DATA SUPPLIED:
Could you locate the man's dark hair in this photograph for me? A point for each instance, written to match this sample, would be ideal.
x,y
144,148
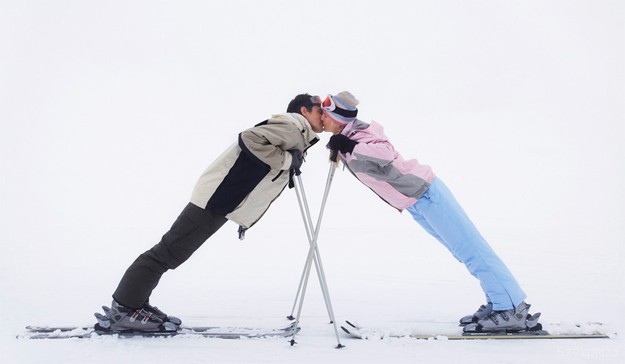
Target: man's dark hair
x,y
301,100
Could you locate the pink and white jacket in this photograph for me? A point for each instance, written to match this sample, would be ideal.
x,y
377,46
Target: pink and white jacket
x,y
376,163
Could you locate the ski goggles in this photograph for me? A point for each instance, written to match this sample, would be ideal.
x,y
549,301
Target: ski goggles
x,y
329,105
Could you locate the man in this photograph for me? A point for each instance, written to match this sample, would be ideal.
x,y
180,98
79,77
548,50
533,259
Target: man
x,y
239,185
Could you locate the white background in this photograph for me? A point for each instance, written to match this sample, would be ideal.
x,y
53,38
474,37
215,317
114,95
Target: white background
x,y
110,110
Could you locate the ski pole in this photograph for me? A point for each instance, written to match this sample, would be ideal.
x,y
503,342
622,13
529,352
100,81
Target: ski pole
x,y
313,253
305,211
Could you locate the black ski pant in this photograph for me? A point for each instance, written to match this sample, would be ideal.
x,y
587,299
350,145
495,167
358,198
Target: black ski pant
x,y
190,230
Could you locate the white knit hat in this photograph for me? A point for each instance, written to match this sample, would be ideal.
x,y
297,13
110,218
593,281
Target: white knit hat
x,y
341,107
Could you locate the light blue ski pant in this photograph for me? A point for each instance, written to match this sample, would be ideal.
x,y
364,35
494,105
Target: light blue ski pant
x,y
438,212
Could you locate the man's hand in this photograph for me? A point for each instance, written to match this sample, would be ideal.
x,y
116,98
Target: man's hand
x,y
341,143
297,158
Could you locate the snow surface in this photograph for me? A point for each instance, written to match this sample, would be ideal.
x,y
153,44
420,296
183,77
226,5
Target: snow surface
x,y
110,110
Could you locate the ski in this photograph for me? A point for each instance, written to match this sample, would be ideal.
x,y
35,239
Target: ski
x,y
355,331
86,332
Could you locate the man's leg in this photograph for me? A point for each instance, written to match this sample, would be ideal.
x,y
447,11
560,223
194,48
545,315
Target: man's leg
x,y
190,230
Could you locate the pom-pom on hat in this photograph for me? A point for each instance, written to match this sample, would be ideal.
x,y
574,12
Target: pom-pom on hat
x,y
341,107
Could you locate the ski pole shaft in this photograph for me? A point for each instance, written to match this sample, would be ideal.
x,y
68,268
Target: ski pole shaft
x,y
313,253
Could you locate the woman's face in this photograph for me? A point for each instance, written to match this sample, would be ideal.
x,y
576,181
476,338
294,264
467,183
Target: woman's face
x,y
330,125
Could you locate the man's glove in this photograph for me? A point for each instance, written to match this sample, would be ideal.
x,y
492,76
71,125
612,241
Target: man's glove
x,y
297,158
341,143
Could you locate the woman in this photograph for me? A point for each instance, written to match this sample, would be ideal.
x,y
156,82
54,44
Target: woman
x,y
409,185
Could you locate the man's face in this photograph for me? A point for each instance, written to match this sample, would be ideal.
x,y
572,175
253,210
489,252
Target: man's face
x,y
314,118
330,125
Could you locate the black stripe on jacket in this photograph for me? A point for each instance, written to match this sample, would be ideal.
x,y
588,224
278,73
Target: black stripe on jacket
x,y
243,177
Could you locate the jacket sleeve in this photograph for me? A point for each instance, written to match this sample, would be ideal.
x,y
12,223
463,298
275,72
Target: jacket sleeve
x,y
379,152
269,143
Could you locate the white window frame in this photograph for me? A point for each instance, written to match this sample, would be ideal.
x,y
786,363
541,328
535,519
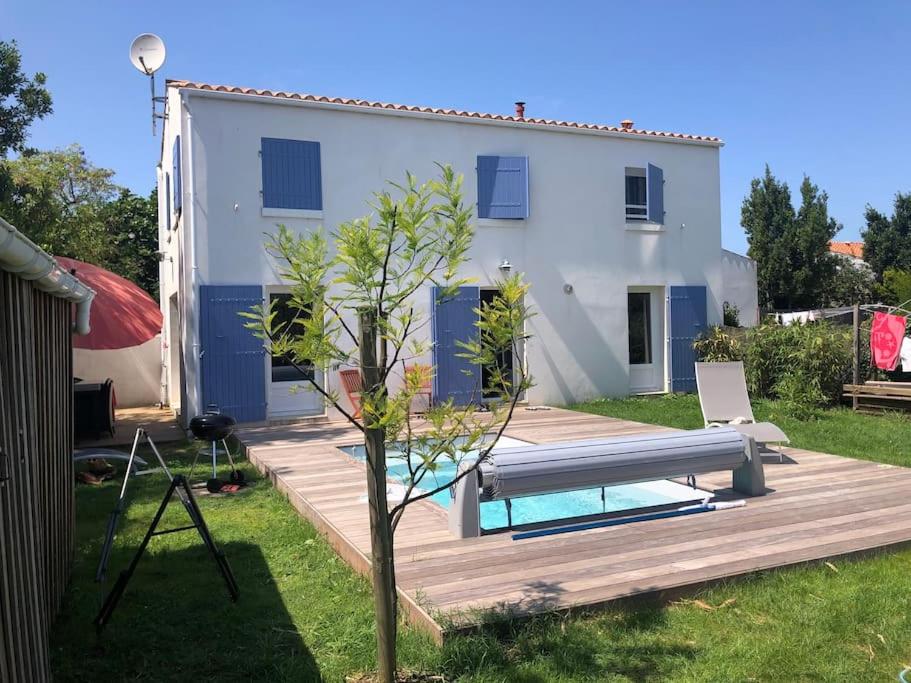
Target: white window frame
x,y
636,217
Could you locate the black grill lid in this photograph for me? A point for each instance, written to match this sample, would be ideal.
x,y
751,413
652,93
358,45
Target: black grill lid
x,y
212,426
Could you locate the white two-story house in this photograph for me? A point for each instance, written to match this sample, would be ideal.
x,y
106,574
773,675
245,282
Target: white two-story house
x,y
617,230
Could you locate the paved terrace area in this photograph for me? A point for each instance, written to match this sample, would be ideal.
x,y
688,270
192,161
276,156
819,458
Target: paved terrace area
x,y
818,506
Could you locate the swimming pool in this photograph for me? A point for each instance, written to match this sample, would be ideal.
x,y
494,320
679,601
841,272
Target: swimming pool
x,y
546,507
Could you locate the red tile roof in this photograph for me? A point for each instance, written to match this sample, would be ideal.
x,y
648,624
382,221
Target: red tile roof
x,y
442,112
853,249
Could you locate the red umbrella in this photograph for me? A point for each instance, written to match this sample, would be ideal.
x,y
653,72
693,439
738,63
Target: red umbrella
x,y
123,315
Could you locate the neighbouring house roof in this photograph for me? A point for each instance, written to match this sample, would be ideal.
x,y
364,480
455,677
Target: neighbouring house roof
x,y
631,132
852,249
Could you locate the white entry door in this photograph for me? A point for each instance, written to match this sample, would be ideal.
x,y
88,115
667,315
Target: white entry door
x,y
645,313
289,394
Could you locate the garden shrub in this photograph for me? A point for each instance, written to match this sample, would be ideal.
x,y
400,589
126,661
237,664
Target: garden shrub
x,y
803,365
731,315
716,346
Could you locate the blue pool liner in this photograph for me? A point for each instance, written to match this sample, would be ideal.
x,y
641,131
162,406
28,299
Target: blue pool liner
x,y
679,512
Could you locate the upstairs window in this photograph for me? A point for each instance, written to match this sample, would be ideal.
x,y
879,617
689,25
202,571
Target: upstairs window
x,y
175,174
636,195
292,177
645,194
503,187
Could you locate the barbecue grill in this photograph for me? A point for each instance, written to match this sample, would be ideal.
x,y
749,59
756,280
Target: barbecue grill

PROMPT:
Each entry should be repeated exactly as it appears; the pictures stay out.

CORRECT OUTPUT:
Could you locate the man's dark hair in this photograph for me? A point for each instance, written to match this sample, would be ideal.
x,y
144,148
Target: man's dark hair
x,y
301,100
Could you locate the pink and white jacket in this photograph for me? A point for each instance, written to match this sample, would be ideal.
x,y
377,46
Target: pink and white jacket
x,y
376,163
Could you locate the ski goggles in this photograph for me? A point for each instance, written to match this sample, would be ideal.
x,y
549,301
Target: ski goggles
x,y
329,105
Could you locate the man in this photograph for me? A point for each instance, written to match this sample, would be ideal.
x,y
180,98
79,77
548,50
533,259
Target: man
x,y
239,185
Could you locate the white background in this photograph for me? A point for each instance, written to match this sample, would be ideal.
x,y
53,38
474,37
215,317
114,95
Target: white background
x,y
110,110
Could you locate the ski pole in this photograph for me? A point for each instance, written to match this sample, would be ideal.
x,y
503,342
622,13
529,352
100,81
Target: ski pole
x,y
313,253
305,211
Could you locate the black ski pant in this photograph for me? A point for each instance, written to match this sample, would be ideal.
x,y
587,299
350,145
495,167
358,198
Target: black ski pant
x,y
190,230
Could you locate the white knit hat in this photograph for me? A point for each instance, written to match this sample, would be ideal.
x,y
297,13
110,218
593,281
Target: white knit hat
x,y
341,107
Could you locate the light blue ski pant in this photograph for me? A point for each instance, written to match this sample, would be ideal.
x,y
364,35
494,105
Target: light blue ski pant
x,y
438,212
Could you locate the man's hand in this photograph for me? A point for each instance, written to match this sample, would be ideal.
x,y
116,98
Target: man's hand
x,y
341,143
297,158
Could you locate the snow surface in this photograph for me? A point for each instance, written to match this sample, would be ideal.
x,y
153,44
420,296
183,77
226,5
Target: snow surface
x,y
110,110
Could you locate the ski in this photograph for me? A point for each instance, written to match this sample, would be ideal.
x,y
35,239
Target: ski
x,y
355,331
86,332
Could you locate the man's leg in this photograph for me? A point for each instance, written to match this sample, would be ideal.
x,y
447,11
560,223
194,48
545,315
Target: man's leg
x,y
190,230
Could you locate the pom-pom on hat in this photograph for me? A point for each instance, written to match this sample, would be ideal.
x,y
574,12
Target: pom-pom on hat
x,y
341,107
Could you locate the ski pole shaft in this photograph for me? A point for each instance, written to match this sample, would be ideal.
x,y
68,268
Target: ski pole shaft
x,y
313,253
Could you locate the woman's face in this photograph for me? A point for each instance, written to match this sample, would be ideal.
x,y
576,181
476,338
294,264
467,183
Target: woman's face
x,y
330,125
Could you locate the man's glove in this photograph for me? A point for each instance, written to match this sample, would be ideal.
x,y
492,76
71,125
612,241
Target: man's glove
x,y
297,158
341,143
Could you locate the woman in this photograph for me? A point for each instance, written to match this sample, would be ideal.
x,y
156,82
54,44
Target: woman
x,y
409,185
Could you locate the man's face in this photograph for me? A point for each instance, written to match this sample, would be ideal.
x,y
572,175
253,210
489,252
Target: man's face
x,y
314,118
330,125
Could you locate the black stripe on jacket in this photograph for me? A point for each instance, written to match this sample, would be ideal.
x,y
588,224
278,73
Target: black stripe on jacket
x,y
243,177
Could you locate the jacket sleeve in this photograph for me? A point for each instance, written to match this sample, would be ideal.
x,y
12,223
463,298
275,72
Target: jacket sleeve
x,y
379,152
269,143
Could you locate the white window frame in this photograph for me? A point for each instance, written to match this sample, would be ideal.
x,y
786,363
541,328
535,519
Target: white window frame
x,y
636,217
Could you locate the black grill lid in this photograph for me? A point for each instance, written to match this sample, would be ideal.
x,y
751,413
652,93
358,45
Target: black grill lid
x,y
212,426
Could you locate the white two-story house in this photograph for me? A point for each instance, written to match this sample, would be ideal.
x,y
106,574
773,675
245,282
Target: white two-story house
x,y
617,230
Could you locate the paved terrace area in this photograph for me? A point for each instance, written to match this sample, would be ideal.
x,y
688,270
192,161
276,156
819,458
Target: paved terrace area
x,y
818,506
Could you locate the swimming pool in this photograph for me? A point for each instance, written to match this sample, would be ideal.
x,y
494,320
679,601
841,272
Target: swimming pool
x,y
546,507
Could you locate the red tile roof in this photograph for me? A point for each instance, written to match this sample, would be ideal.
x,y
648,624
382,221
Target: red tile roof
x,y
442,112
853,249
Could you locate the red umbrella in this photograph for me? A point for each instance, written to match this sample, would be ideal.
x,y
653,72
693,439
738,63
Target: red umbrella
x,y
123,315
Could you locate the neighbouring house roof in this photograph for me? A point for each instance, written to match this sample, would be ideal.
x,y
364,480
455,677
Target: neighbouring house roof
x,y
631,132
852,249
Could you locate the white entry door in this photograph for me? A point for each instance, written to match this sample, would be ideal.
x,y
88,115
667,315
Target: white entry door
x,y
645,313
289,394
Could you locate the garden shrub in this photograph for me? A point for each instance, written to match this sample, would be ideal.
x,y
400,589
126,661
237,664
Target: garden shrub
x,y
803,365
731,315
716,346
Could you locate the blue pool liner in this photograph for me? A point for each instance, written to match this sample, would be ideal.
x,y
641,131
162,406
28,299
Target: blue pool liner
x,y
679,512
Could you locate the upstairs window in this photograph for me? A point for each instance, written to match this sample, would be ideal.
x,y
879,617
689,25
202,571
Target: upstairs window
x,y
175,174
636,195
292,177
645,194
503,187
Could you locate the barbecue grill in this photograph for me? A point for each instance, written to match this sample, would be ideal.
x,y
749,59
756,280
Target: barbecue grill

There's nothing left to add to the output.